Records from a data collection
□ □ □ □

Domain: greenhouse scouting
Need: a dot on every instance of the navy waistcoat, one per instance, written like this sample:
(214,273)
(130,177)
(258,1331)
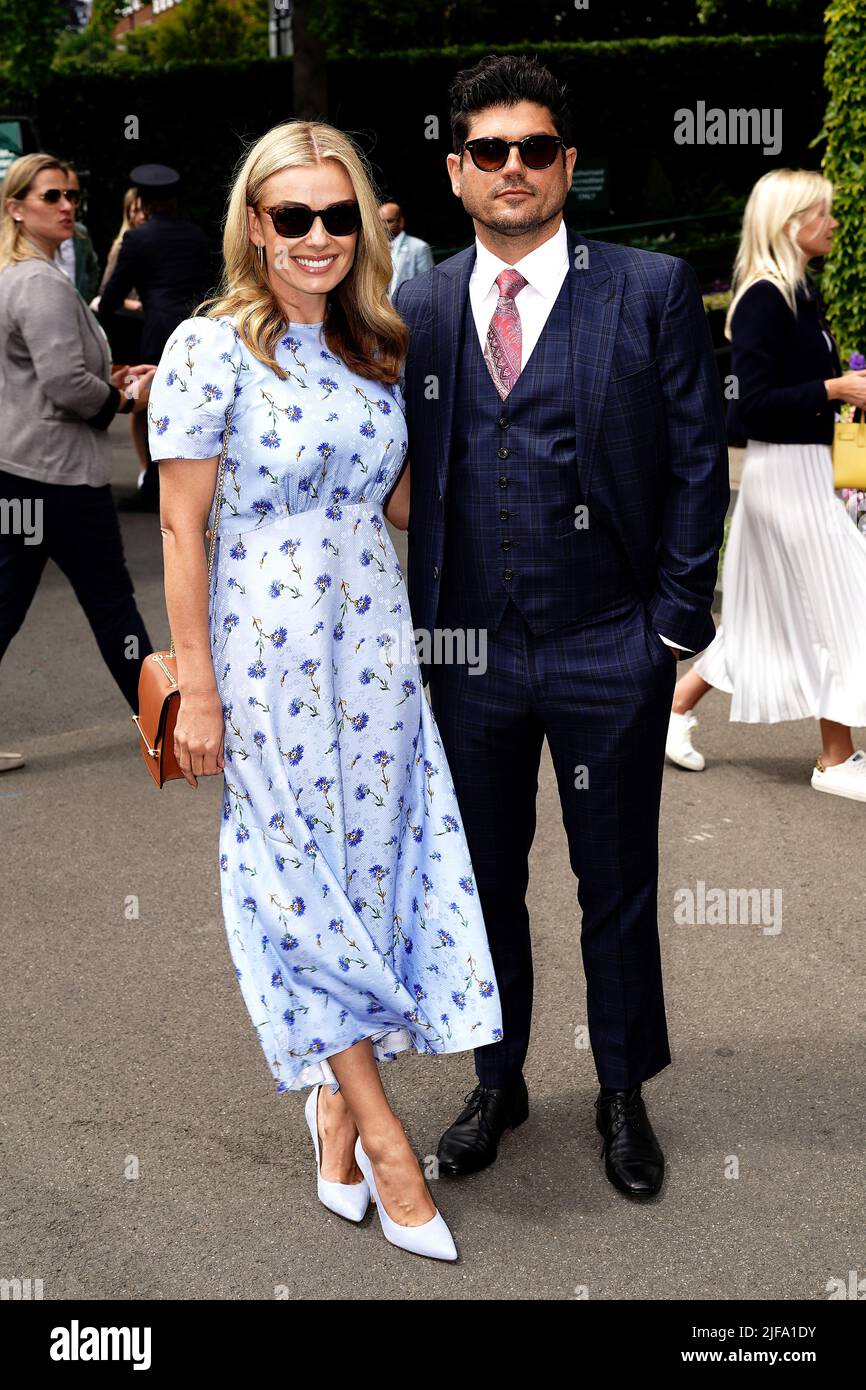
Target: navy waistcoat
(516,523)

□ □ □ □

DIRECTION: Rewrite the lines above with every "navy waistcoat" changed to "dark blue vest", leaving everything else as it is. Omit the pictures.

FULL SOLUTION:
Domain: greenhouse scouting
Need: a dot on every instance of the dark blue vest, one per instance, written like this sample:
(214,273)
(130,177)
(258,1331)
Target: dark blue vest
(516,523)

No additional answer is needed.